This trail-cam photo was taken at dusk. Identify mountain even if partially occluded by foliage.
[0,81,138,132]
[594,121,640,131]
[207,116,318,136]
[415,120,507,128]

Exercise prompt
Collect every line of the records that contains the word "This", matching uppercase and lowercase exactly.

Solution below
This trail-cam photo was taken at dusk. Identify mountain even if partially occluded by foliage.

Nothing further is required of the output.